### Short task
Gather every line in the rows below that contains the string "yellow" and copy each one in full. Matches must have the same upper and lower case.

====

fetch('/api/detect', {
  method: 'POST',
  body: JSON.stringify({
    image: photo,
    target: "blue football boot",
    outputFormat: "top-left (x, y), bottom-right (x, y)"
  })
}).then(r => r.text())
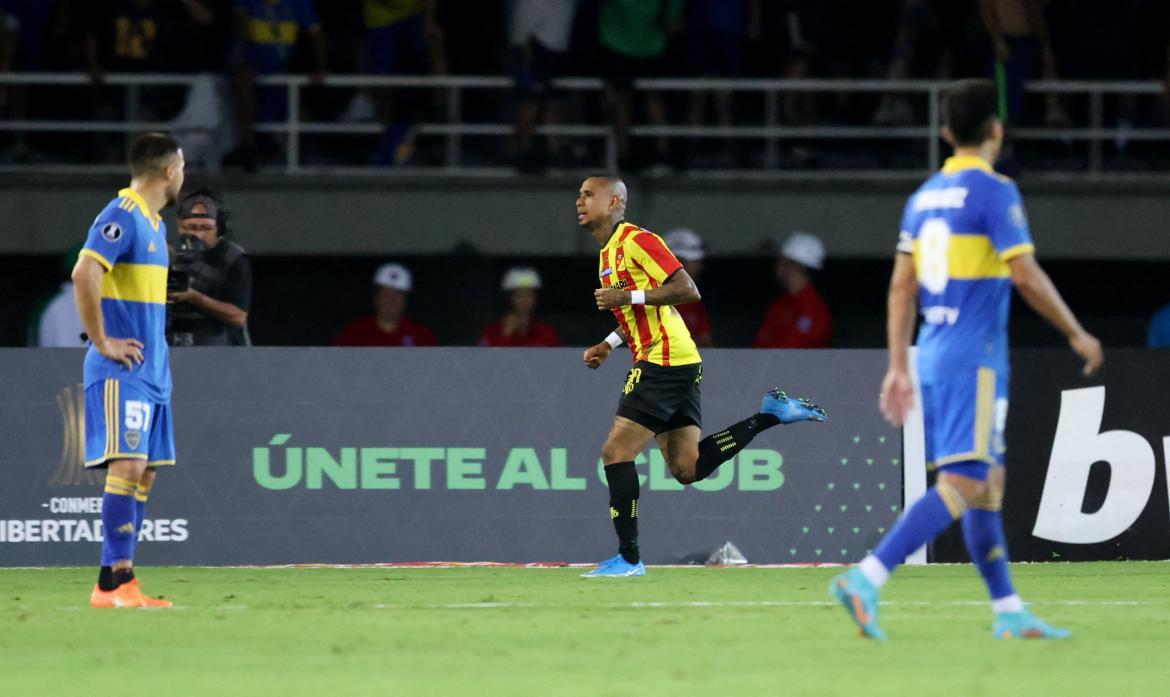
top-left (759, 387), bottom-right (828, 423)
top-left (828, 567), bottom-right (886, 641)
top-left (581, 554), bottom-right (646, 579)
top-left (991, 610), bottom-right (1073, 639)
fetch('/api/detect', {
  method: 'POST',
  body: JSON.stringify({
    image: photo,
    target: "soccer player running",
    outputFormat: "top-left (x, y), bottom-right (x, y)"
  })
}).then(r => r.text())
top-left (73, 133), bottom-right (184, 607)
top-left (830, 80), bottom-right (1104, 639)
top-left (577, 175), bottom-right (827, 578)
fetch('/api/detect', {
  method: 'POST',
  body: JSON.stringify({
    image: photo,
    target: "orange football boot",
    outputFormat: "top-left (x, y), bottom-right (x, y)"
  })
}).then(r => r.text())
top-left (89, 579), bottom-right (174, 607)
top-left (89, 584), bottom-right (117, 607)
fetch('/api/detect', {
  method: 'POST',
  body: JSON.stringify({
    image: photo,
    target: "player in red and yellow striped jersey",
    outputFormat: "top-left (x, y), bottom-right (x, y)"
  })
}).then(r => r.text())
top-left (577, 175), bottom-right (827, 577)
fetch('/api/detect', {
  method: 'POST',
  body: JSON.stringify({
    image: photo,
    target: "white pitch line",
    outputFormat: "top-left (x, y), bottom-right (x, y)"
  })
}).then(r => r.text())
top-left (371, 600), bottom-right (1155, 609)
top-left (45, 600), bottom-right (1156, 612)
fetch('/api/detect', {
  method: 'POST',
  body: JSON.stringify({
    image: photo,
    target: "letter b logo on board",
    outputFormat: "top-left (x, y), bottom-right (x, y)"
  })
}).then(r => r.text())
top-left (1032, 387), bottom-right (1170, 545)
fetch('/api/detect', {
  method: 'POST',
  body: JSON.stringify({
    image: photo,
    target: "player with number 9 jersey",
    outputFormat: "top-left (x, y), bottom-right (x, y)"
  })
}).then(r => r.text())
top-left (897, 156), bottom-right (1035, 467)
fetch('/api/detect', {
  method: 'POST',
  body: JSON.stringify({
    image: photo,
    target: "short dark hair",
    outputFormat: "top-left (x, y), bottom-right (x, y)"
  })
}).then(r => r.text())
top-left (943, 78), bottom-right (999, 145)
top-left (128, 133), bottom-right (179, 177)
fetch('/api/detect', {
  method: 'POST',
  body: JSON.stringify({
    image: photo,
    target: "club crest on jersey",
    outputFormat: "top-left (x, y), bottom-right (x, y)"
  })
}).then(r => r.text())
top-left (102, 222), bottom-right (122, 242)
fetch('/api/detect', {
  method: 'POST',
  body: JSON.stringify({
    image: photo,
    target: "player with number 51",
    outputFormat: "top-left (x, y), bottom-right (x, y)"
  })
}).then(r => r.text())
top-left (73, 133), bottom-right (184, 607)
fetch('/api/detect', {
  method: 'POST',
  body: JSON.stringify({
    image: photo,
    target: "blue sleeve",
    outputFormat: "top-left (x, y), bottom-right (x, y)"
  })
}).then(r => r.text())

====

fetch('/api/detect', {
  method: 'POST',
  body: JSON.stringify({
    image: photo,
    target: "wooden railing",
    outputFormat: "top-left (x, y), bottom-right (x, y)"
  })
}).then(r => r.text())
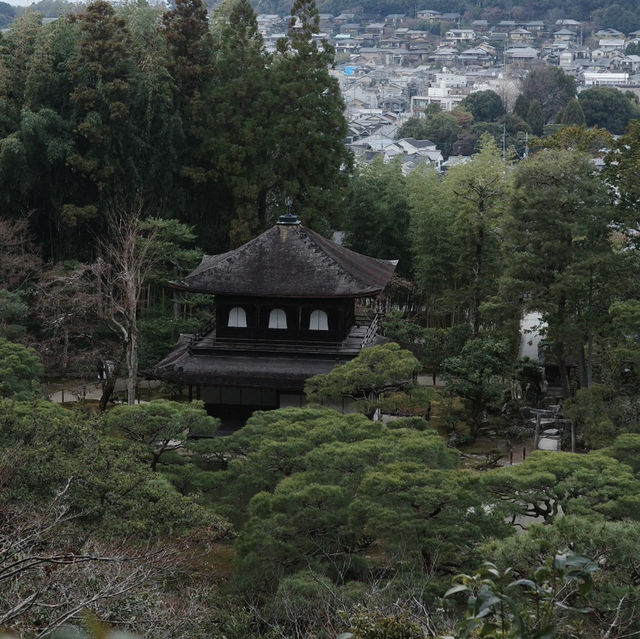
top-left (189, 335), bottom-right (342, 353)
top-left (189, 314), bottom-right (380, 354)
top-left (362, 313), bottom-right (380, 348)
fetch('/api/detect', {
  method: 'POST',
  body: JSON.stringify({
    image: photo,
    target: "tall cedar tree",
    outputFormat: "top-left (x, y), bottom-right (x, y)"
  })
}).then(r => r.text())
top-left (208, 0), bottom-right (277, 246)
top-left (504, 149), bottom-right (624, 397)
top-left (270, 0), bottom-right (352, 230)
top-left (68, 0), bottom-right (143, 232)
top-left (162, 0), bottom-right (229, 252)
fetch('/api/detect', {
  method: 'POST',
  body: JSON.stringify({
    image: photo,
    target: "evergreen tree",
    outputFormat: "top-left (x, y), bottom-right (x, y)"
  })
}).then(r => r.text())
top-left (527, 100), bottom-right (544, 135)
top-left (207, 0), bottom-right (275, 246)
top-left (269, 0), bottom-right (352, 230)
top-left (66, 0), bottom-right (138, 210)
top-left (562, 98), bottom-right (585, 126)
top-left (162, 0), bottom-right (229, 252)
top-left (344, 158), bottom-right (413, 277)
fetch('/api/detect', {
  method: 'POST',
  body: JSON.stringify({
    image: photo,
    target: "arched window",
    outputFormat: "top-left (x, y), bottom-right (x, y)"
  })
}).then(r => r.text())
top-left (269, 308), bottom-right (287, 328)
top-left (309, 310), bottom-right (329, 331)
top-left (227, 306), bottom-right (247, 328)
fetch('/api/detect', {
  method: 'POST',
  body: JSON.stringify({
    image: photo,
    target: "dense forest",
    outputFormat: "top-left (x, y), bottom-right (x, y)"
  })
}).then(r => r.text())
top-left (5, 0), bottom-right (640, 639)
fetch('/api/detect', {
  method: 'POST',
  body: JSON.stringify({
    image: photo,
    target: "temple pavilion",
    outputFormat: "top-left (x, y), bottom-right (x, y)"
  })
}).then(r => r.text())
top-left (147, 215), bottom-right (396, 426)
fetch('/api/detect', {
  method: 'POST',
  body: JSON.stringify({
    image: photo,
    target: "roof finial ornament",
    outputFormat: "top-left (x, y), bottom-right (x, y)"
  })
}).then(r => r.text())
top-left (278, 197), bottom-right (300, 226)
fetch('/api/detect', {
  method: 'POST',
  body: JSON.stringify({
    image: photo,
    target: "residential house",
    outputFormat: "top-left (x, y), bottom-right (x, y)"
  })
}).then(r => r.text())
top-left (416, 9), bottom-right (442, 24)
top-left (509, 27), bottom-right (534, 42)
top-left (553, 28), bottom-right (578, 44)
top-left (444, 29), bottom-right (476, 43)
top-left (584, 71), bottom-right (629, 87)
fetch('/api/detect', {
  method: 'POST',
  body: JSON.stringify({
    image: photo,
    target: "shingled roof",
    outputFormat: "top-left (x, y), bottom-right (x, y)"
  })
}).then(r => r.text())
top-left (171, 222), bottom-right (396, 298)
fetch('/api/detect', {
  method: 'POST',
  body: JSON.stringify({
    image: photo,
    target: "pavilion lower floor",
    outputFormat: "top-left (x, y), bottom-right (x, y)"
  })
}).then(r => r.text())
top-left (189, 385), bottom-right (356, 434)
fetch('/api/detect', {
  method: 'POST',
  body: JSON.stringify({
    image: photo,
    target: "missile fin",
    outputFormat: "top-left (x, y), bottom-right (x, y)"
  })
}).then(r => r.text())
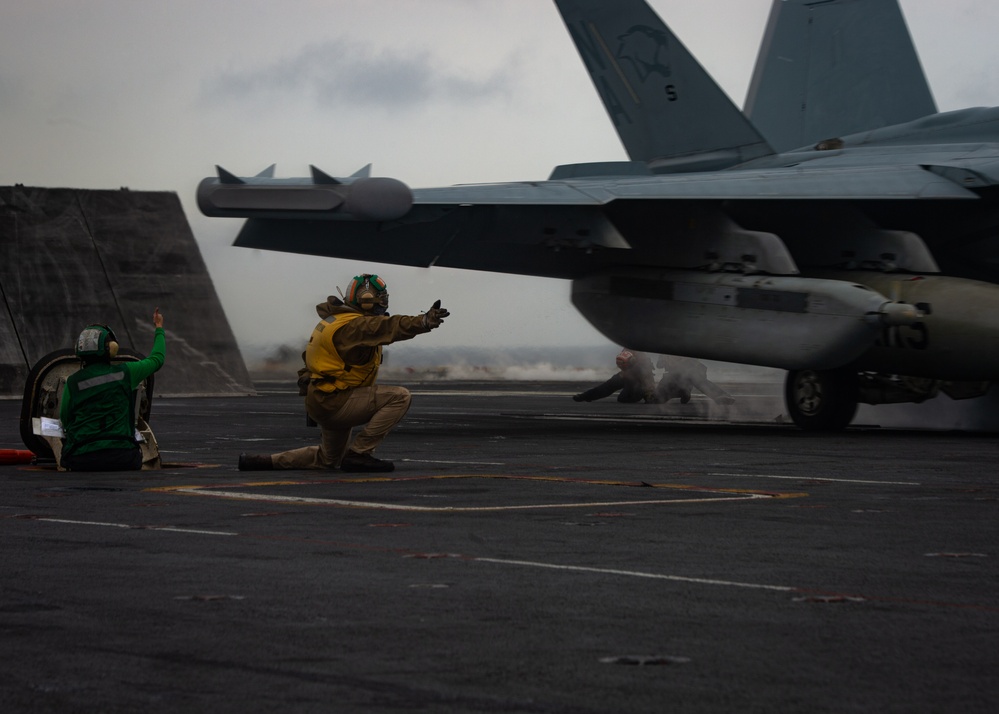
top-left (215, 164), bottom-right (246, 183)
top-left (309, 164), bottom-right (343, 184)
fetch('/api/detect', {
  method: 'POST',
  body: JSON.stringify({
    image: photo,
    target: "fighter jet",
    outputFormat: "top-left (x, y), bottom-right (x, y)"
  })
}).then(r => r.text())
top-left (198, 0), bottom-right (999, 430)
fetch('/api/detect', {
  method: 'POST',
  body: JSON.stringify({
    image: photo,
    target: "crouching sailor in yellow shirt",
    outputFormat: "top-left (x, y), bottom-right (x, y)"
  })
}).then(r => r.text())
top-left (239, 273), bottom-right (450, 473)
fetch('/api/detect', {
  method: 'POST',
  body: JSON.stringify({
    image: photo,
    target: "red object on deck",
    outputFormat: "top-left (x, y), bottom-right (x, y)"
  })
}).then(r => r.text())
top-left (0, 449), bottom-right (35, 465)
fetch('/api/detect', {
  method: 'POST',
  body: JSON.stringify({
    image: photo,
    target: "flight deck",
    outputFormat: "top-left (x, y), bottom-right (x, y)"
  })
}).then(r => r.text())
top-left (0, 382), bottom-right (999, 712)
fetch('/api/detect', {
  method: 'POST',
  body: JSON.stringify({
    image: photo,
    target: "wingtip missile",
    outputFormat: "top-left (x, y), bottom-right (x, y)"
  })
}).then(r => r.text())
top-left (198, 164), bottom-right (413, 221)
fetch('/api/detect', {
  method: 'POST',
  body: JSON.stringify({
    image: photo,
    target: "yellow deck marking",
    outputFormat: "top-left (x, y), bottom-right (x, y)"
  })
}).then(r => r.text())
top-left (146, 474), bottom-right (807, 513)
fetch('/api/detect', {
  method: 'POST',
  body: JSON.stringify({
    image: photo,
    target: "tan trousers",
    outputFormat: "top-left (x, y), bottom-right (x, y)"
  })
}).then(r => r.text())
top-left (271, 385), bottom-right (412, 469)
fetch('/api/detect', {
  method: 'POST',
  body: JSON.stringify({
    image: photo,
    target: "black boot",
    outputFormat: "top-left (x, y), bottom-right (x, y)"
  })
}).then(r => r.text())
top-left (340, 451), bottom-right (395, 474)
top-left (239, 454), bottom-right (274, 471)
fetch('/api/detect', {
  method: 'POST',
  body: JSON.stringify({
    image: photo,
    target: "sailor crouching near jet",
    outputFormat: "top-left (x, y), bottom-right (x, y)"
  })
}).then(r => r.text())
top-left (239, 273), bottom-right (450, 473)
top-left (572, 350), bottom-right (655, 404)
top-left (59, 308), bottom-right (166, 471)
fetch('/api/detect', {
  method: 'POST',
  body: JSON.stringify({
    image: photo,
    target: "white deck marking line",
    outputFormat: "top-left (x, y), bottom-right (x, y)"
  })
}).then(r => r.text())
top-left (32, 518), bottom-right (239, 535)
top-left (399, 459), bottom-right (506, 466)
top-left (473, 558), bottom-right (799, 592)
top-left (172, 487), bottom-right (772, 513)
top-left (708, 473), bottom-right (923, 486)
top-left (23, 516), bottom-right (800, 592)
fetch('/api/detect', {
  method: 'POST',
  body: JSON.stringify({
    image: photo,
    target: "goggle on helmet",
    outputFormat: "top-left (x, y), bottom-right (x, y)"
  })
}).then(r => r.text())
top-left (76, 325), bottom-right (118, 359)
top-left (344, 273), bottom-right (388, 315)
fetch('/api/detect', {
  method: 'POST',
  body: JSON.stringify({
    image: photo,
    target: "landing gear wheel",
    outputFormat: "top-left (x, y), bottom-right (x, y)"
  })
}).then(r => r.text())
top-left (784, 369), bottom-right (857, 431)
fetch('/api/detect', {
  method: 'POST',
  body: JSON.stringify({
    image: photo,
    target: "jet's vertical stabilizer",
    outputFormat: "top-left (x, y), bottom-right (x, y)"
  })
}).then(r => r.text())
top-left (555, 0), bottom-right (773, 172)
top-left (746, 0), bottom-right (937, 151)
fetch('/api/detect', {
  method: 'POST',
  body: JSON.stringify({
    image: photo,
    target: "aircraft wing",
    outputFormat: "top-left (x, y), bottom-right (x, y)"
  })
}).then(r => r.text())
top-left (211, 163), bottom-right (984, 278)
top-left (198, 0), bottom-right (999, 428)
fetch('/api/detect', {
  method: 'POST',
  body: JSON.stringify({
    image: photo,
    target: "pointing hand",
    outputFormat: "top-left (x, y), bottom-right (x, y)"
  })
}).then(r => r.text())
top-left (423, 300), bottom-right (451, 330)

====

### Finished exercise
    target: "player in red and yellow striped jersey",
    target: "crouching sailor in yellow shirt",
    target: "yellow deck marking",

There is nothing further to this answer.